## WHAT THIS TASK INVOLVES
Reproduce every line below word for word, leaving out the pictures.
═══ INFORMATION PROVIDED
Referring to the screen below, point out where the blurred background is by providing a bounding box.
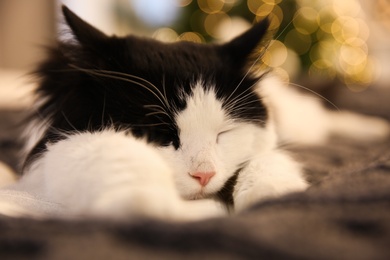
[0,0,390,94]
[0,0,390,173]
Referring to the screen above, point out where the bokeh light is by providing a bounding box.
[122,0,390,91]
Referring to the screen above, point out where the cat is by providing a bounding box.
[2,6,388,220]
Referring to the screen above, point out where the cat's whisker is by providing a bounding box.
[69,64,169,115]
[145,111,169,117]
[225,75,268,111]
[289,82,340,111]
[96,67,169,107]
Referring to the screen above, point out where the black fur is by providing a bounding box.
[24,7,268,168]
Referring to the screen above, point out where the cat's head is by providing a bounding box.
[33,7,274,201]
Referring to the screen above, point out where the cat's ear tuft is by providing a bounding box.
[62,5,108,46]
[221,18,270,65]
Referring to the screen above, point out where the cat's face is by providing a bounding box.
[30,8,272,198]
[160,81,275,199]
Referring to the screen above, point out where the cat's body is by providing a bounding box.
[2,8,389,220]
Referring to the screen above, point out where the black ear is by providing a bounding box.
[62,5,108,45]
[221,18,269,65]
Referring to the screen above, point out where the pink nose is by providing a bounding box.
[191,172,215,186]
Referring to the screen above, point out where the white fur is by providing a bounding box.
[23,130,224,220]
[6,74,389,220]
[258,75,390,145]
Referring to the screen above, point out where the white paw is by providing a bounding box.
[233,150,308,212]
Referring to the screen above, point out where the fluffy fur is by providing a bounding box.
[10,8,388,220]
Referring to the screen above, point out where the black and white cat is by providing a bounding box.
[2,7,389,220]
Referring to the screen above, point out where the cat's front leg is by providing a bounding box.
[233,150,308,212]
[26,130,225,220]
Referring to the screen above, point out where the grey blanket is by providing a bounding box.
[0,84,390,259]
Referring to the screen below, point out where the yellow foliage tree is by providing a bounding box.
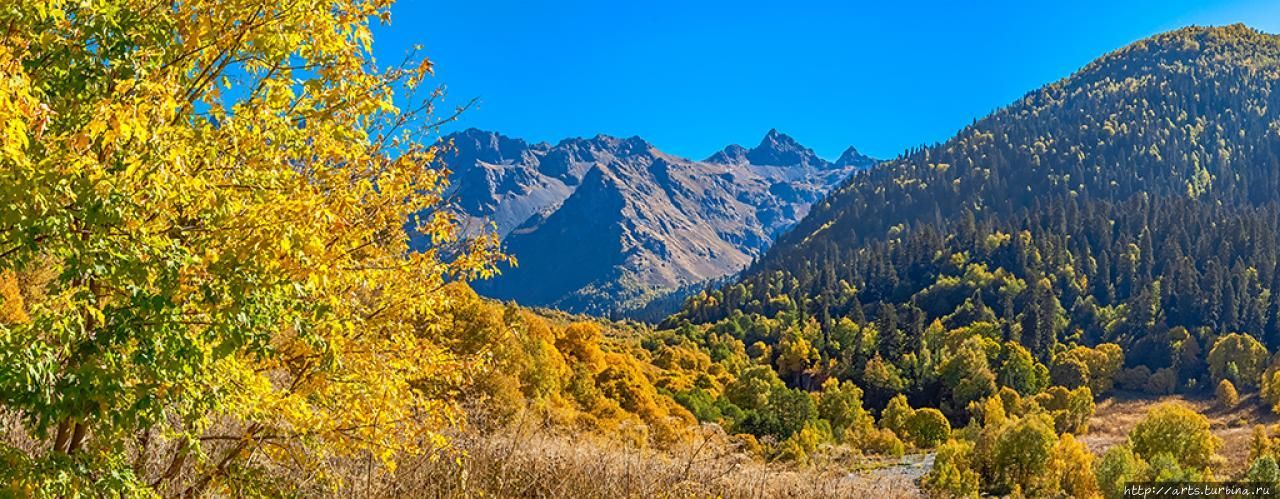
[0,0,500,495]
══════
## ANSWER FOR THIS EXERCISE
Referring to the screen below, point out where the blurred background is by providing a bounding box.
[0,0,390,94]
[0,0,390,173]
Referring to the screen above, point out where the bokeh light is by providing a bounding box.
[122,0,390,91]
Referring to the screen above, point out where the cat is by providing a bounding box.
[2,6,388,220]
Referring to the screen above, point out where the cat's whisker is by providing a bounding box.
[69,64,169,115]
[145,111,169,117]
[225,75,268,111]
[289,82,340,111]
[96,67,169,107]
Referring to the screen above, point out where the black fur is by providing a bounding box.
[24,7,268,168]
Referring to the screen above, point out where the cat's head is by providing a bounding box.
[33,7,274,201]
Referring to the screen above, point out where the cat's ear tuft is by providing a bounding box.
[62,5,108,46]
[221,18,270,65]
Referring to the screen above, point out where the cat's face is by providing a bounding box.
[30,8,272,198]
[160,81,275,199]
Referring to the screen above, point out where the cat's body is by providing a bounding box.
[2,8,389,220]
Referring to the screen above, point out where the black ear is by providing a bounding box.
[62,5,108,45]
[221,18,269,65]
Referring to the screen above, point out where the pink nose is by providing a bounding box.
[191,172,215,186]
Referring to the screen above, point out where the white fur is by providing a bounding box.
[23,130,224,220]
[6,74,389,220]
[258,75,390,145]
Referring to the screen above, point out where the white paw is by providing a bounding box.
[233,150,308,212]
Referring to the screen above, point out where the fluffy fur is by providing a bounding box.
[10,8,388,220]
Referring to the screen above, point out where the black and white cat is by providing a bounding box.
[2,7,389,220]
Referring to the screen above, point out where the cat's front leg is by providing a bounding box.
[233,150,308,212]
[26,130,225,220]
Referring to the screen above, point out where the grey blanket is by providing a bounding box.
[0,84,390,259]
Referring to the screen below, point out where the yellow foliage tree is by providing a bounding box.
[0,0,500,495]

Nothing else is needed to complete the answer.